*Problem details*: Count the lines in the data below that contain the string "dark", with case treated as significant. Reply with the number alone.

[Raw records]

● ● ● ● ● ● ●

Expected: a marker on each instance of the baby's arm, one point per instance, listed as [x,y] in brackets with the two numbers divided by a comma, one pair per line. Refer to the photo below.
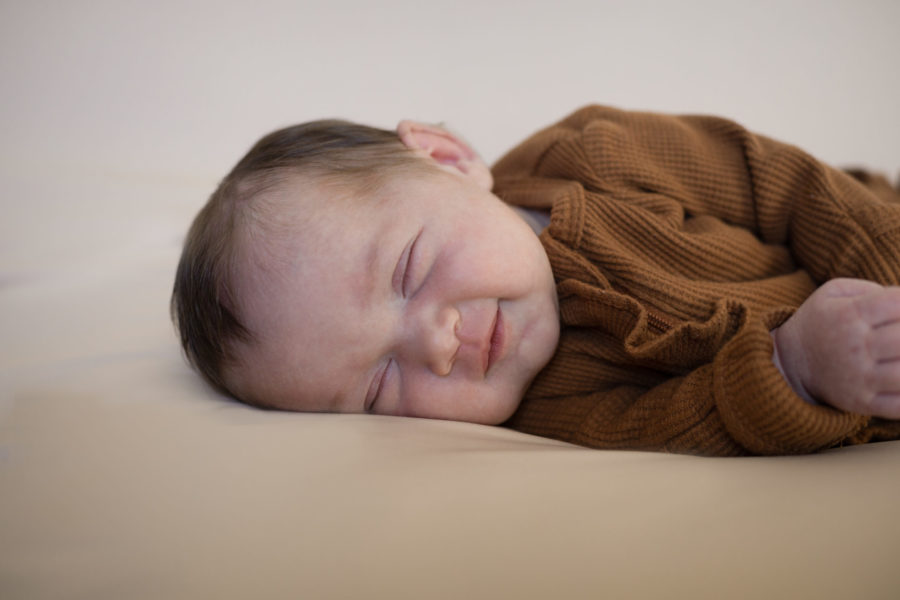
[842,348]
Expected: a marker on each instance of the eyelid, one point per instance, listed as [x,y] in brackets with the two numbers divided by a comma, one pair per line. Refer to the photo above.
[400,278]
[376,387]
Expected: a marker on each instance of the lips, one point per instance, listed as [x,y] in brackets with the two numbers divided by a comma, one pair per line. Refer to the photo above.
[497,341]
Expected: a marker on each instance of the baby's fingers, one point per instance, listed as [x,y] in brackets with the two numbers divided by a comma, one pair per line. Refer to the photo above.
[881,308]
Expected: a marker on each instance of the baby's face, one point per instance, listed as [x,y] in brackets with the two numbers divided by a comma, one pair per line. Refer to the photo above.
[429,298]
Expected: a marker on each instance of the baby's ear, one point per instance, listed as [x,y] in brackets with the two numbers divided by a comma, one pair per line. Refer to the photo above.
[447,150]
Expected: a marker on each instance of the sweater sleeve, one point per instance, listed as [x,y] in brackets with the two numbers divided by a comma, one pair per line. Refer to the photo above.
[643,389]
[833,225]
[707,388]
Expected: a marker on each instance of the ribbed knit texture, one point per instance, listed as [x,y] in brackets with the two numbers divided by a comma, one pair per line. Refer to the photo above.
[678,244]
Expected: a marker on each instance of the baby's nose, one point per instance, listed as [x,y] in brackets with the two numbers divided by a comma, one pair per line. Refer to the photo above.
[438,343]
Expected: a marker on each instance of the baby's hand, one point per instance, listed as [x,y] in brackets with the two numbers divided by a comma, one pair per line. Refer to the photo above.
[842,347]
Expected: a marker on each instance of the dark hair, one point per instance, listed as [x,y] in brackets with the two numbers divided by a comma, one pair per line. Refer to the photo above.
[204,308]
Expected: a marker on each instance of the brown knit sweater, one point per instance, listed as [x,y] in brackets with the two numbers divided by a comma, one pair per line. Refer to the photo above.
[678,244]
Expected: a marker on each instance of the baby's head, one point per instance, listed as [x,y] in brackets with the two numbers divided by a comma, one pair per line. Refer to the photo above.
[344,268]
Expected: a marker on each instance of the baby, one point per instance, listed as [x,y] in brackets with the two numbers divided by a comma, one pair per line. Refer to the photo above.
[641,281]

● ● ● ● ● ● ●

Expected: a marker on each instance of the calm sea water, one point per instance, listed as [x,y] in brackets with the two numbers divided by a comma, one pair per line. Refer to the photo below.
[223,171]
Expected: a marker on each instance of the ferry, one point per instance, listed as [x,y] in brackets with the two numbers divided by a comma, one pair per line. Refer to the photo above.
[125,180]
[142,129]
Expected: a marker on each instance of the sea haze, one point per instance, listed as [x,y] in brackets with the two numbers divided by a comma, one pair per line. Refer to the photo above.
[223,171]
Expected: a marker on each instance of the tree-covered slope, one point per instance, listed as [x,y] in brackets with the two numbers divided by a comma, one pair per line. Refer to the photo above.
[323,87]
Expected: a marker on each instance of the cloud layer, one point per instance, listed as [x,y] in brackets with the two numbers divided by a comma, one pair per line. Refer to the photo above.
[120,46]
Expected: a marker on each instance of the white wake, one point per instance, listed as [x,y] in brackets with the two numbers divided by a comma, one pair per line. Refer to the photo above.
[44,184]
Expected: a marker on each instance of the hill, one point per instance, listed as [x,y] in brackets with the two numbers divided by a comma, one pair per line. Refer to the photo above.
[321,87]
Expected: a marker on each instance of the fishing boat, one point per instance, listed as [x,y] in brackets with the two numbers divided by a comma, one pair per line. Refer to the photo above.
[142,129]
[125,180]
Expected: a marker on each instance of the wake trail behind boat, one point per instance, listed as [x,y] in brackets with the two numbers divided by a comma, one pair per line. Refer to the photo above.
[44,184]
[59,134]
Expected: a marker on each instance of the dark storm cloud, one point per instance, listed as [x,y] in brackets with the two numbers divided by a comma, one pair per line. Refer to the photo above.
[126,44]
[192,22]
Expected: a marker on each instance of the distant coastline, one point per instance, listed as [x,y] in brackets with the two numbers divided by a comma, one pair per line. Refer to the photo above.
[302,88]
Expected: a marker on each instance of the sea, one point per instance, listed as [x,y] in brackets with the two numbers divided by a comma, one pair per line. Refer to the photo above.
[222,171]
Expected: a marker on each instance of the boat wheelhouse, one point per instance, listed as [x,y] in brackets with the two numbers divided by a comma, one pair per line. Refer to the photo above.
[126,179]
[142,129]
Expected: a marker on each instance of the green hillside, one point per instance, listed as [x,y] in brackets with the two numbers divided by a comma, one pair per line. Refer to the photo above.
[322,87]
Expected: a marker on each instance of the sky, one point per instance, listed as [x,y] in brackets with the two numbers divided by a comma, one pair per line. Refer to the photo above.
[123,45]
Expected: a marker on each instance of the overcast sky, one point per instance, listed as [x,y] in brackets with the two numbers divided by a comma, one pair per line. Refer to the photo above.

● ● ● ● ● ● ●

*Exercise answer*: 2